Give again, word for word, only the lines from the one containing "the hood, one" through the final line.
++++ Records for processing
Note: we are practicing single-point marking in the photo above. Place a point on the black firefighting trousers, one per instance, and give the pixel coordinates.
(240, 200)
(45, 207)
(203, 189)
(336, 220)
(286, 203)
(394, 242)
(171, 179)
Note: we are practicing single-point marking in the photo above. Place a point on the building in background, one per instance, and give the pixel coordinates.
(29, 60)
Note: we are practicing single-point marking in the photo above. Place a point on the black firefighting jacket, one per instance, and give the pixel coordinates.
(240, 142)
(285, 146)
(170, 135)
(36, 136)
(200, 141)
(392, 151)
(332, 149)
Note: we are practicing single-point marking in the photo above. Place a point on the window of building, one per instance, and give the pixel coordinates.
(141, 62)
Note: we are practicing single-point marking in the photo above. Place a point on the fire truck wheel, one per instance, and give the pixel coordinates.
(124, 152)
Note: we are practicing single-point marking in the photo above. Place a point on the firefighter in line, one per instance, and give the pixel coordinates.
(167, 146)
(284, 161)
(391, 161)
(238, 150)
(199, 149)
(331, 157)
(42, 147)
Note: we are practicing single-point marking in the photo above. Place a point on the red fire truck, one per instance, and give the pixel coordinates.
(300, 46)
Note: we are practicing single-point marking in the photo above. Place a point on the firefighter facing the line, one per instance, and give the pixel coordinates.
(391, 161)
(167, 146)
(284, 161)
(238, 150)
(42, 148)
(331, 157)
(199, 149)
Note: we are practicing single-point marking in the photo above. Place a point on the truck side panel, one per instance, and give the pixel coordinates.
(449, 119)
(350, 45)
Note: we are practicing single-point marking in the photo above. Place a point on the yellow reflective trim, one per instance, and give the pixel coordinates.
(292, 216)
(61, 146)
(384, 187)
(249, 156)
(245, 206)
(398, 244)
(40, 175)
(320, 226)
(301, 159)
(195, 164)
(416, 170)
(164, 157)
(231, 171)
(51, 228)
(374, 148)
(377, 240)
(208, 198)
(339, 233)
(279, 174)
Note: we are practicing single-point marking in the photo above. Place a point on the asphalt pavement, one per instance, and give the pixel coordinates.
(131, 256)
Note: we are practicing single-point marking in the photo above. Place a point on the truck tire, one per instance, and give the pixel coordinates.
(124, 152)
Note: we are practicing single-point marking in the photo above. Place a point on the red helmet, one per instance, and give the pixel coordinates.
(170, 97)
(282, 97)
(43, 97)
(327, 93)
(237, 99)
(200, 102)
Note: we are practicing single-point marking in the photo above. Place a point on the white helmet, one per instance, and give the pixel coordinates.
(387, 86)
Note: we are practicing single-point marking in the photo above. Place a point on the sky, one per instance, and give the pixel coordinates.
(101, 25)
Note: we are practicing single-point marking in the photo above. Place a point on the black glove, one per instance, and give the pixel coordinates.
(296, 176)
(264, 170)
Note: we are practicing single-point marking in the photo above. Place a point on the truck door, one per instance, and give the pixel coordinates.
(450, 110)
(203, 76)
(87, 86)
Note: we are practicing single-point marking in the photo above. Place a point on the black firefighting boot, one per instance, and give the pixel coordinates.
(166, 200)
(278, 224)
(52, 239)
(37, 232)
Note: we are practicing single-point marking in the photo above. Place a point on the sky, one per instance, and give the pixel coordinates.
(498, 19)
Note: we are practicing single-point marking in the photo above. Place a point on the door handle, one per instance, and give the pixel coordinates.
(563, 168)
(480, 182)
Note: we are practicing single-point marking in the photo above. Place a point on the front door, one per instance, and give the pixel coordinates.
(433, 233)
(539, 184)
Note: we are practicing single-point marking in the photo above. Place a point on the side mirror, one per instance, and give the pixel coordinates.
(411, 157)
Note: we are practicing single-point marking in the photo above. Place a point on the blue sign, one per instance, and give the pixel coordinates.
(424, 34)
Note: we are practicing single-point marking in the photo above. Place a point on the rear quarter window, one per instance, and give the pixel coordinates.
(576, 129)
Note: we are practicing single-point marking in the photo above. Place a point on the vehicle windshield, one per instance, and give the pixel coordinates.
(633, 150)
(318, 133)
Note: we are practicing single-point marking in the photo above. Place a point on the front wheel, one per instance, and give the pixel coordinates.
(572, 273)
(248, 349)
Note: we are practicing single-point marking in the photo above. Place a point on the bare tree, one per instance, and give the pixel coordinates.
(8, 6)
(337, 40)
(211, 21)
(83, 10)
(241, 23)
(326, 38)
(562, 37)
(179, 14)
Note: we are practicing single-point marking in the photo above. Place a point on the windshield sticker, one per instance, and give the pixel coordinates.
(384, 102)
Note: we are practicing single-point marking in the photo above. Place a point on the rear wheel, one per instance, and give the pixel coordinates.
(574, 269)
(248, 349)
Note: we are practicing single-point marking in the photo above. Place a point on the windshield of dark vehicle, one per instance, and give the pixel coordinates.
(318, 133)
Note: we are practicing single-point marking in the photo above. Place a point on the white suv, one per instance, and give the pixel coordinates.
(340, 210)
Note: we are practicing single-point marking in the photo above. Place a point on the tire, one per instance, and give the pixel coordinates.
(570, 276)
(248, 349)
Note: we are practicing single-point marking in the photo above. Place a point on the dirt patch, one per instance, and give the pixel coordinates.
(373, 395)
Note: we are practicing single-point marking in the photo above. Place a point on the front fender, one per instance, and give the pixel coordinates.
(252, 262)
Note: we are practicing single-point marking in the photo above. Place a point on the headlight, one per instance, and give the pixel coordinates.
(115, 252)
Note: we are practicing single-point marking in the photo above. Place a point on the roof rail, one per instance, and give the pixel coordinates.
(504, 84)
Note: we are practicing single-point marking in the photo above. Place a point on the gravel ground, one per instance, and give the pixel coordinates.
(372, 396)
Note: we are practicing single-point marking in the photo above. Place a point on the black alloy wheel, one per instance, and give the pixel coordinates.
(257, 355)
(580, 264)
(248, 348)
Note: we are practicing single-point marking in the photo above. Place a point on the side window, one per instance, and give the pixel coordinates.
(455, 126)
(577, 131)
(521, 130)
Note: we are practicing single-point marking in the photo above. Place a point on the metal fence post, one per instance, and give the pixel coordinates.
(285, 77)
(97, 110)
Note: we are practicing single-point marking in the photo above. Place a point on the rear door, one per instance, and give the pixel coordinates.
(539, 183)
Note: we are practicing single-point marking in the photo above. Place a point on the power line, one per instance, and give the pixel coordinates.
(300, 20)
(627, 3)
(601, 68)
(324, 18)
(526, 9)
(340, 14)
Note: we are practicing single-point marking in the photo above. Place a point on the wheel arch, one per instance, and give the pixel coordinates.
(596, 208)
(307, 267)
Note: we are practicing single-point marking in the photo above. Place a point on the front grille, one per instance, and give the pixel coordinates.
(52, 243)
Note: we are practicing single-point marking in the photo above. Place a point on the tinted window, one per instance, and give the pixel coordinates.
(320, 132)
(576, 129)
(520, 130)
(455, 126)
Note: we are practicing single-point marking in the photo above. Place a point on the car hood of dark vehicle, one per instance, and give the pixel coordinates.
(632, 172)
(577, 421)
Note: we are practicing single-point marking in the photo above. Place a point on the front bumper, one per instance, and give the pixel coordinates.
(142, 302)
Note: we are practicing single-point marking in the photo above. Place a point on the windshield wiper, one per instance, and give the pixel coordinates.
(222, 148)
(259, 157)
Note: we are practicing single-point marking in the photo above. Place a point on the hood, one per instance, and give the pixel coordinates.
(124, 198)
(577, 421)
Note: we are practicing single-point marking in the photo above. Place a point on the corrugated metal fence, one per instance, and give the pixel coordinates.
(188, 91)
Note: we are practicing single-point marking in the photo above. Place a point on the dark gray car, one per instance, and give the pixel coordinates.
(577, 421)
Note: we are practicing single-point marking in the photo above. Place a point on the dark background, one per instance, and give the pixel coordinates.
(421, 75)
++++++++
• **Complete output**
Note: we are practicing single-point marking in the photo above. Place a point on the hood, one per instance, and give the pixel coordinates.
(124, 198)
(577, 421)
Note: we are practicing single-point marking in the photo above. Place a point on the corrugated metal fence, one per instance, and give the pixel coordinates.
(188, 91)
Note: we are practicing single-point marking in the photo above. Place a point on the dark gray car, one per instance, and give the pixel coordinates.
(577, 421)
Note: we are practicing single-point marking in the photo above. Place a point on the dark background, one per instance, and give the pixel coordinates.
(421, 75)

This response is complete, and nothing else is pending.